Written request
Please copy the entries from the first line through the line with "<point>31,270</point>", renaming "red sneaker" as "red running shoe" and leaving everything else unchanged.

Input data
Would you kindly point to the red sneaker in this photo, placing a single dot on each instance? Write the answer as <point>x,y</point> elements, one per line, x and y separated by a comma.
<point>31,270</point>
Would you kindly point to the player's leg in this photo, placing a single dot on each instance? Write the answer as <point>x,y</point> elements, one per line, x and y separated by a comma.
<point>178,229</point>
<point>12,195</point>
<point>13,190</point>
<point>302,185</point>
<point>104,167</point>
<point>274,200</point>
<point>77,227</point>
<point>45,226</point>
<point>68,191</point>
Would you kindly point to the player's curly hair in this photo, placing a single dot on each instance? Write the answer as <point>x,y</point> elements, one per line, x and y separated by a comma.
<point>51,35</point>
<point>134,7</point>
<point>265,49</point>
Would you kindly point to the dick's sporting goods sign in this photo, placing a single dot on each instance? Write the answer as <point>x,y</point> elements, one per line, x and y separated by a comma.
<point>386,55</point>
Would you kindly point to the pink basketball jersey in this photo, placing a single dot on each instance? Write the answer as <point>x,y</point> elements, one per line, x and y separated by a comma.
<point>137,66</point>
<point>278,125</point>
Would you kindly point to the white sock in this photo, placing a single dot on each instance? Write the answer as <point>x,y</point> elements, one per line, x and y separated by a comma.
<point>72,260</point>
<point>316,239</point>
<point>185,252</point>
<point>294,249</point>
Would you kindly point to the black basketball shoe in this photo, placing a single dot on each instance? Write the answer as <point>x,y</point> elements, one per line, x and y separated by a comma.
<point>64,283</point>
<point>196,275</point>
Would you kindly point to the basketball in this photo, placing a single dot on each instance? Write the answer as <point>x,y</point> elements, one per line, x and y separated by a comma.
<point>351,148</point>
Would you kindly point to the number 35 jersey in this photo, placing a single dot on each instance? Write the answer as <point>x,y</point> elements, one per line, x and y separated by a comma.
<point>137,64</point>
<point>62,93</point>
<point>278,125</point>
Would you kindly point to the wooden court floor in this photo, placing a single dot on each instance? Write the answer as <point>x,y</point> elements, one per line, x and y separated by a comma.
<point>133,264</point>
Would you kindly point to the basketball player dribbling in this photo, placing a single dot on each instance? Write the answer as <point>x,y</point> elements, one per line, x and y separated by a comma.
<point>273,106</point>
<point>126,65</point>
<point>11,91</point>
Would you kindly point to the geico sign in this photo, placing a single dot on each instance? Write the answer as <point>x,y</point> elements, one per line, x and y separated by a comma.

Written reply
Would you kindly point to the red running shoe in this photo, placing a single dot on each instance? Write the answer as <point>x,y</point> elements, one per line, x and y separated by a comma.
<point>31,270</point>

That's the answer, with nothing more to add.